**EXTRACT PROVIDED:**
§

No, it’s a flavorless creature instead who walks out of today’s lavatory into the rooms and hallways, onto the busy streets of the modern world. The males greet the females, afraid to say “lady,” knowing full well not to dare say “girl,” and never, never, never, in a milllliioon years, even dream of saying “baby.” And with our lovers, where can love go when we can’t call one another pet names? Is it only in our songs that men still say, “C’mere, babe,” “Hey, doll,” “Be my lovergirl,” or “You my baby?” We’ve dawged ourselves out on that one. 

I might not know many things, but I do know one thing: there’s no shortage of dawg stories. As long as there have been people on this earth, there have been dawgs biting them. And still we go on, limping when one bites us on the foot, covering our behinds when one snaps at the seat of our pants, jumping out of the way when one goes for our throats. We have work dawg stories, we have family dawg stories, we have lover dawg stories. We have a dawg story for everything we have and everything we don’t have. 

That’s why I don’t own a dog any more.

1 comment:

  1. Since at least 1898 “dawg” has been a facetious spelling of “dog.” To “dawg out” is to insult someone, perhaps but not necessarily in a joking manner.

    “Mind your p’s and q’s is to "mind your manners" or "mind your language," to "be on your best behavior,” to "watch what you're doing." The expression 1st appeared in “The Ghost,” a 1763 poem by satirist Charles Churchill in which he referred to the actor Thomas Sheridan, whose “Lectures on Elocution” (1762) sought to eliminate immorality, ignorance, and false taste by promoting proper discourse: “He knows alone, in proper mode, / How to take vengeance on an ode. /… On all occasions next the chair / He stands for service of the Mayor, / And to instruct him how to use / His As and Bs, and Ps and Qs: O’er letters into tatters worn, / O’er syllables defaced and torn, / O’er words disjointed, and o’er sense / Left destitute of all defence / He strides … / Before him every consonant / In agonies is seen to pant; / Behind, in forms not to be known, / The ghosts of tortured vowels groan.” Apparently the phrase refers to cautioning children who are learning how to spell to be careful how they make their letters (although the same warning could be used to distinguish between b’s and d’s, for instance) or for typesetters, since the backward-facing metal type letters would be especially confusing. It may also have referred to pubs’ keeping track of how many Pints and Quarts their customers consumed.

    In 1993 Harold Ramis directed “Groundhog Day,” a movie about a man who continuously relived the same day; due to its popularity, the expression has become a standard shorthand to describe recurrent unpleasant situations.

§

**MATERIAL SHOWN:**
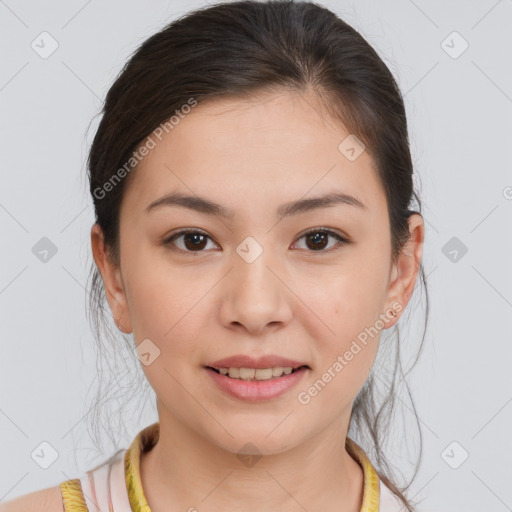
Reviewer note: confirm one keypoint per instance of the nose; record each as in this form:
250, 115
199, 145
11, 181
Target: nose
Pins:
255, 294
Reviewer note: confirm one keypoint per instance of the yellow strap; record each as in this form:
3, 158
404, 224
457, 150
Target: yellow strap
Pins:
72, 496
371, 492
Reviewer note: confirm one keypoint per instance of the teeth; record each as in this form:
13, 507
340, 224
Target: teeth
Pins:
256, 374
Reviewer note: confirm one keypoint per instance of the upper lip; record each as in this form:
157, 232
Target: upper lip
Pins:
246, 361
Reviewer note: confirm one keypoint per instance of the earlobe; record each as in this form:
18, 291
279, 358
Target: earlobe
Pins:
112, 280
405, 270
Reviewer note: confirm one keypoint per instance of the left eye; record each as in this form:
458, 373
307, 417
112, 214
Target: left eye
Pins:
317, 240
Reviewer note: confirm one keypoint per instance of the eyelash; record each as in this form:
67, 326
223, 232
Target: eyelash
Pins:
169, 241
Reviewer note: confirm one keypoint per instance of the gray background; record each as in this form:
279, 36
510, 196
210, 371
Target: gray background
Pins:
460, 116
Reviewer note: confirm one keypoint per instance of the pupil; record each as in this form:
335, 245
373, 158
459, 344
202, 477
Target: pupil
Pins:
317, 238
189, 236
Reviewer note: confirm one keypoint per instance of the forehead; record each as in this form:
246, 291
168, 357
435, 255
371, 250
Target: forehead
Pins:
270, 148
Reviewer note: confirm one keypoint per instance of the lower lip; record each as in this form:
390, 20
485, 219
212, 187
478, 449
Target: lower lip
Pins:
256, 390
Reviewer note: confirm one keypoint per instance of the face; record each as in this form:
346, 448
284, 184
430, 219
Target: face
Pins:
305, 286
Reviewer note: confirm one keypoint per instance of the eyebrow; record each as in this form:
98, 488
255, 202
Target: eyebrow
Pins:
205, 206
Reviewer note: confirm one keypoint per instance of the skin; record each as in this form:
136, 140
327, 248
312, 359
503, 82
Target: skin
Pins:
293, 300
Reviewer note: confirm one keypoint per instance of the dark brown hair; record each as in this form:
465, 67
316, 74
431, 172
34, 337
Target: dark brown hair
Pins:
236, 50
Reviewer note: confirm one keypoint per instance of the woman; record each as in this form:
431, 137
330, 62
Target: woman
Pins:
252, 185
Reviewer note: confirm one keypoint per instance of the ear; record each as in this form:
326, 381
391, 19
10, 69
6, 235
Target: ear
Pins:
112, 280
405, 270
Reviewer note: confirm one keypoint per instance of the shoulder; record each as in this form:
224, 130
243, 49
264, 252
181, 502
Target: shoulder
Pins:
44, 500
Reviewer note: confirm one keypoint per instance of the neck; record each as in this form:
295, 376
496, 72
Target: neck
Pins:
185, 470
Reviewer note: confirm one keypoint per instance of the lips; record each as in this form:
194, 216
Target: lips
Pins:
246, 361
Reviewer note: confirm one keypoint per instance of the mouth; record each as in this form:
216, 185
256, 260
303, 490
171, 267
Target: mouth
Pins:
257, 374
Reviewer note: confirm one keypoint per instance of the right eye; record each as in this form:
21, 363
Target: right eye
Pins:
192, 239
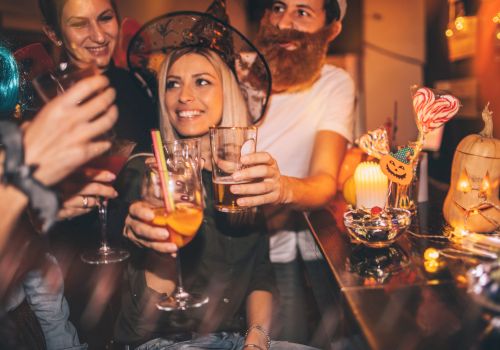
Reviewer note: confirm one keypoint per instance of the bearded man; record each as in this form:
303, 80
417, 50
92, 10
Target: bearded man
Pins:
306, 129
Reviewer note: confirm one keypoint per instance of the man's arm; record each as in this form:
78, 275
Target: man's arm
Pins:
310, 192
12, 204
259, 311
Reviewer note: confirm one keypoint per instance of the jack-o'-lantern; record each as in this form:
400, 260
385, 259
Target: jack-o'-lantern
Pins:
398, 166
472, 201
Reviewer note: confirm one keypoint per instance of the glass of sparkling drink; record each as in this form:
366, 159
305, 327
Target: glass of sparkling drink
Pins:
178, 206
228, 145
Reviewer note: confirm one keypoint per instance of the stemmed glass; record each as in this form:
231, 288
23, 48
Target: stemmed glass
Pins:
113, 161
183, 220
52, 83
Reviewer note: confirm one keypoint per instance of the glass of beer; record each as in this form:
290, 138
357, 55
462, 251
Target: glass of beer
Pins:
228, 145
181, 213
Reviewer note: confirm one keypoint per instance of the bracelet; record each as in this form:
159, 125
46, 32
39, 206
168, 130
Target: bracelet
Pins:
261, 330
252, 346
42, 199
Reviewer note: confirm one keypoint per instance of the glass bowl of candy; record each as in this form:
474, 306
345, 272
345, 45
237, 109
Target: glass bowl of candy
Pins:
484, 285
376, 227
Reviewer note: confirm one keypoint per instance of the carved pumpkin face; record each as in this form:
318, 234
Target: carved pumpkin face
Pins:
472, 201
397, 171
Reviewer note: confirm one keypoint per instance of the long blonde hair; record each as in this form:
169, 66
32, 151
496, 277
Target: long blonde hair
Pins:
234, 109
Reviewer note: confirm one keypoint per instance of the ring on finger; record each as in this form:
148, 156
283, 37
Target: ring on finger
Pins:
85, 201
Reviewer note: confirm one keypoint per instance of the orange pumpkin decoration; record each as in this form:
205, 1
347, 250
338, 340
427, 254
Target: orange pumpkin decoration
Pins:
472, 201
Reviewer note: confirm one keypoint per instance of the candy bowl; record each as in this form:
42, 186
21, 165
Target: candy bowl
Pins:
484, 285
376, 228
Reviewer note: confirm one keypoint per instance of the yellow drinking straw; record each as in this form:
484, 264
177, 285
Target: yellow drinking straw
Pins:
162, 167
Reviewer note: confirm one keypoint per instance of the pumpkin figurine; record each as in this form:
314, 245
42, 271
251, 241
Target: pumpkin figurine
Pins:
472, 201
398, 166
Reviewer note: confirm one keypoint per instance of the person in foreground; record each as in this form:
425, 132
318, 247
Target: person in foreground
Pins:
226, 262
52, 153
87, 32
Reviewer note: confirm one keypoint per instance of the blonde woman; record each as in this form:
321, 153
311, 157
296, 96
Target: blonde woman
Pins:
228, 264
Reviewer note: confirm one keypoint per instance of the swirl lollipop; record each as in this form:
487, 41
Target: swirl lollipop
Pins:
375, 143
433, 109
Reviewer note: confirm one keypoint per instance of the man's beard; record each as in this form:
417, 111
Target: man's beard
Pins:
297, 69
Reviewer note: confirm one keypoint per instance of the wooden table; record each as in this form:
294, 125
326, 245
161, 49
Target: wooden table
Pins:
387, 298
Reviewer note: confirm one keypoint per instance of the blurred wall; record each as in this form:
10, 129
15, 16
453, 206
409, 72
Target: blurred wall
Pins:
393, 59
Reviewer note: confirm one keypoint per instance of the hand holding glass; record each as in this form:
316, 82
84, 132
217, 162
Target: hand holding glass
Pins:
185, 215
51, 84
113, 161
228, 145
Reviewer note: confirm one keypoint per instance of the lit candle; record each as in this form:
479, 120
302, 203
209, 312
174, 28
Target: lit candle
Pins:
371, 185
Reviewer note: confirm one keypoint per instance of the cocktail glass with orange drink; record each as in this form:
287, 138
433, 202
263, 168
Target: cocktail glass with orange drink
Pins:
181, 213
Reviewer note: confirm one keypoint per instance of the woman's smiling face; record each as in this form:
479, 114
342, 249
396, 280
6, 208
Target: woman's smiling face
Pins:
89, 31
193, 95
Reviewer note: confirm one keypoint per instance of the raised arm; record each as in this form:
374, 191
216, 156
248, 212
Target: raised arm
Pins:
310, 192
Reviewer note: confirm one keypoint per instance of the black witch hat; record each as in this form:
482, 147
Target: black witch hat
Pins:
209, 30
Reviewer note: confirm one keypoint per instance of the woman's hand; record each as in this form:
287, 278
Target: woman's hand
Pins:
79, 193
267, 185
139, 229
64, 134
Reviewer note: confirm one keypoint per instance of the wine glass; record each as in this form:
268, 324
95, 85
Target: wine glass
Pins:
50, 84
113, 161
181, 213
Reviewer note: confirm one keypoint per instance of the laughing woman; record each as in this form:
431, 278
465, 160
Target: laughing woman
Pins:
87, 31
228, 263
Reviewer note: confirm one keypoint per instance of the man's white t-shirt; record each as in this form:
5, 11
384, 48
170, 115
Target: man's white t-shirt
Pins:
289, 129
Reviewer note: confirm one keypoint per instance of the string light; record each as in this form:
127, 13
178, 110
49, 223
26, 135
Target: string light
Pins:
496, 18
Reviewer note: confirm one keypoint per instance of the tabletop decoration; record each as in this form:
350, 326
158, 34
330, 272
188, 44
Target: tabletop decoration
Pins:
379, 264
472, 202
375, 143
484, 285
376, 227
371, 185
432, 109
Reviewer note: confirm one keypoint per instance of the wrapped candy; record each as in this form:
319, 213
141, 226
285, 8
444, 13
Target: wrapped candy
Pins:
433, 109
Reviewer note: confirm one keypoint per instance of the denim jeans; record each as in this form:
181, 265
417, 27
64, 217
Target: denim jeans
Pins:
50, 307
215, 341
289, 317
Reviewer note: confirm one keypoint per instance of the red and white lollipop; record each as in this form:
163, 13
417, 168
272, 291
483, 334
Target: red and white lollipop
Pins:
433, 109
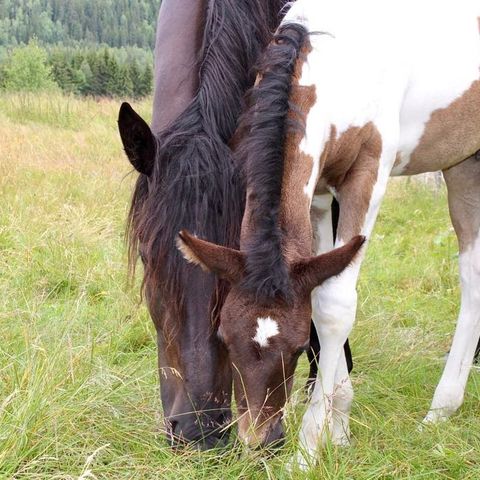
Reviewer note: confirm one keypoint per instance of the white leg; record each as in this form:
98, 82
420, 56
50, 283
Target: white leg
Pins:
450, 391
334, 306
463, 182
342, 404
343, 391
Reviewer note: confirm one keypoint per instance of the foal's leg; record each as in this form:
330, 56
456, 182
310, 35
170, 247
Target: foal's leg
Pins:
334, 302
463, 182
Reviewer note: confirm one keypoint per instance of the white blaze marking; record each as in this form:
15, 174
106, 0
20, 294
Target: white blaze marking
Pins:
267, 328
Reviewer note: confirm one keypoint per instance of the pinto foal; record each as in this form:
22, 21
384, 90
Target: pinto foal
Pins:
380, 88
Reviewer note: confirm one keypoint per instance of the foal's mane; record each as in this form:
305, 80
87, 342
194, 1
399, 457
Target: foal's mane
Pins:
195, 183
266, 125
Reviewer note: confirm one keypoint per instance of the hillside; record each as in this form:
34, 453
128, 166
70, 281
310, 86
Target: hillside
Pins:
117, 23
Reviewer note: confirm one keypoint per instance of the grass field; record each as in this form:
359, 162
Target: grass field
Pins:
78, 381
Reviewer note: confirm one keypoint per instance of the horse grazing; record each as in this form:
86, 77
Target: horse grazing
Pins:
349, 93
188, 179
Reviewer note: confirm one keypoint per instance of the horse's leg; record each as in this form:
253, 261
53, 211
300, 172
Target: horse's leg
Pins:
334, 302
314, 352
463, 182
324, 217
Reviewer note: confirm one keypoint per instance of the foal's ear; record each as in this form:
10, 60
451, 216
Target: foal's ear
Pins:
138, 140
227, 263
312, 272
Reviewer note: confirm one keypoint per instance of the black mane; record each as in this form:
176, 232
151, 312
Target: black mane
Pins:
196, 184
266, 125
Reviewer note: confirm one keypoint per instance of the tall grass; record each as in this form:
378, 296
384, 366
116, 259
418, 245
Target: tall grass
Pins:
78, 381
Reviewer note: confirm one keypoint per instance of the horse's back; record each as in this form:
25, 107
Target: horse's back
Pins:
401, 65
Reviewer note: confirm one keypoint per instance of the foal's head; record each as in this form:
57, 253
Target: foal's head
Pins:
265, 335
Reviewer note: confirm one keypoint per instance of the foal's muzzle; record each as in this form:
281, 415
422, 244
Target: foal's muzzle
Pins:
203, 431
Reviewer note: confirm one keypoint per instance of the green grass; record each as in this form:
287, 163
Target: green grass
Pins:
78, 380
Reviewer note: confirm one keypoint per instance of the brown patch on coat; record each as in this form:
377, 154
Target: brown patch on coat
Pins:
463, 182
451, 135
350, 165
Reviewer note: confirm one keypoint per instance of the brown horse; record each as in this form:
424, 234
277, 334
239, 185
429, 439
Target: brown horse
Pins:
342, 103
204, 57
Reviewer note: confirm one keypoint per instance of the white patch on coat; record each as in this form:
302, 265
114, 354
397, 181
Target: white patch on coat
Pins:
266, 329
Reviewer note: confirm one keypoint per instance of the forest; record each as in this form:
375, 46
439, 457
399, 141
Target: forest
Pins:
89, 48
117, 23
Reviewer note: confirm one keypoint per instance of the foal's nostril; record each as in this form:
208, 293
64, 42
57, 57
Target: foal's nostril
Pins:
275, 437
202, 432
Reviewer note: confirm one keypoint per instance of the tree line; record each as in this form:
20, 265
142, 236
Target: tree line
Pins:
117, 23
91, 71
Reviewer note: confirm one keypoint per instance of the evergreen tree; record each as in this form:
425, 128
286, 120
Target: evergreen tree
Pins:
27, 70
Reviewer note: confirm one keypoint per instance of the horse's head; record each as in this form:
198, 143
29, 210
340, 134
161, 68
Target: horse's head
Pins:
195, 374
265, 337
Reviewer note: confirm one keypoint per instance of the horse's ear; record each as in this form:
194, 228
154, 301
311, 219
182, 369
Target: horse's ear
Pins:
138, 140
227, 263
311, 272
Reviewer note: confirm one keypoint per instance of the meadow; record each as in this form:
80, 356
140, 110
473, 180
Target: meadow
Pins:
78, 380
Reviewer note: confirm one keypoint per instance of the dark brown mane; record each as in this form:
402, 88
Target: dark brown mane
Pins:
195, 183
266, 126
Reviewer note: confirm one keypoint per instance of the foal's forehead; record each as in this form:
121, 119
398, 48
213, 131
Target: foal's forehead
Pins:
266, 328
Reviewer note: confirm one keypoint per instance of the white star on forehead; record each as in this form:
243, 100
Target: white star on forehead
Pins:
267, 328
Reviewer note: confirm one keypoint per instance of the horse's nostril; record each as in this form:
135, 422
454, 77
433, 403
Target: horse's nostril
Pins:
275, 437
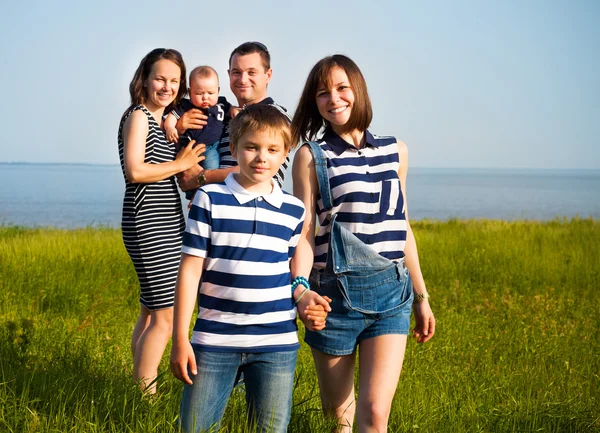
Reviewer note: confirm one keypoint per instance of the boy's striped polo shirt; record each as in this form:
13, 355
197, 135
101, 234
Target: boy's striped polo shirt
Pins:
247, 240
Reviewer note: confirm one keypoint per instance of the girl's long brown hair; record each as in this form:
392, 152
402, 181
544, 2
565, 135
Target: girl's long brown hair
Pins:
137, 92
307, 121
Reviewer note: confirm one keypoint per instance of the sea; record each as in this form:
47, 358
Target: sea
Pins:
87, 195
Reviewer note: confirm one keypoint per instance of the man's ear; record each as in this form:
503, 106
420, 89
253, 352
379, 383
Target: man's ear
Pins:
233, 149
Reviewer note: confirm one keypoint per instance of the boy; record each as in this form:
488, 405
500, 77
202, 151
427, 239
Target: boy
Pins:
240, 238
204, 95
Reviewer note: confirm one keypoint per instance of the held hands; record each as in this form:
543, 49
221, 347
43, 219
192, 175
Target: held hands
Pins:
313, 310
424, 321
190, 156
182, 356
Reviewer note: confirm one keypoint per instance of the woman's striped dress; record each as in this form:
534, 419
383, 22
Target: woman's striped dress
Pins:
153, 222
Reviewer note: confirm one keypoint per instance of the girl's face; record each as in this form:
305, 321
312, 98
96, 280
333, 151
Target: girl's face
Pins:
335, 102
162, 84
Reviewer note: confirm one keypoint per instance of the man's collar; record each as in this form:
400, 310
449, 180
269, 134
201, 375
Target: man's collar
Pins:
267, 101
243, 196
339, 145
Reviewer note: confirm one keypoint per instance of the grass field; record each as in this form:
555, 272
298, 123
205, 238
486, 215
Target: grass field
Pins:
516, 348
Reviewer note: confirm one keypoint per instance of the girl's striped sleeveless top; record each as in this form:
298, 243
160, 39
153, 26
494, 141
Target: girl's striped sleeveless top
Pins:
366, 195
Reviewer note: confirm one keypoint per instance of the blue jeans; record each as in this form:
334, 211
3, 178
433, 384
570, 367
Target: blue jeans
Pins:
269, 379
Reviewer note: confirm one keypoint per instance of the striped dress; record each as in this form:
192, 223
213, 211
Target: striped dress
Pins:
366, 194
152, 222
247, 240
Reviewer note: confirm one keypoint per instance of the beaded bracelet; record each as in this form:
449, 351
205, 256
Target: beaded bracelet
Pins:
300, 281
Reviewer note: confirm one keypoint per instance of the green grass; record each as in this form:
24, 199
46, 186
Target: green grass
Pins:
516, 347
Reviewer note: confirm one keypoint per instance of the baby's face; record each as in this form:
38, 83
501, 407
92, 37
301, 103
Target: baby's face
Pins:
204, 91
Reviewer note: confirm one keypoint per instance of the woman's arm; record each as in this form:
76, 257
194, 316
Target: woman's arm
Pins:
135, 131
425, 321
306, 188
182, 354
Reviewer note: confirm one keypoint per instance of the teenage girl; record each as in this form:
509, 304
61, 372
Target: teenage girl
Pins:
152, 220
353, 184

§

Do these statements agree with the piece on dawg stories? For each, answer yes or no and quote the words of the text that decide it. (a) The writer still owns a dog. (b) The comment says "dawg" has been a facetious spelling of "dog" since at least 1898. (c) The comment says Charles Churchill directed "Groundhog Day" in 1993. You won't need the listing.

**EXERCISE ANSWER:**
(a) No: "That’s why I don’t own a dog any more."
(b) Yes: "Since at least 1898 “dawg” has been a facetious spelling of “dog.”"
(c) No: "In 1993 Harold Ramis directed “Groundhog Day,”"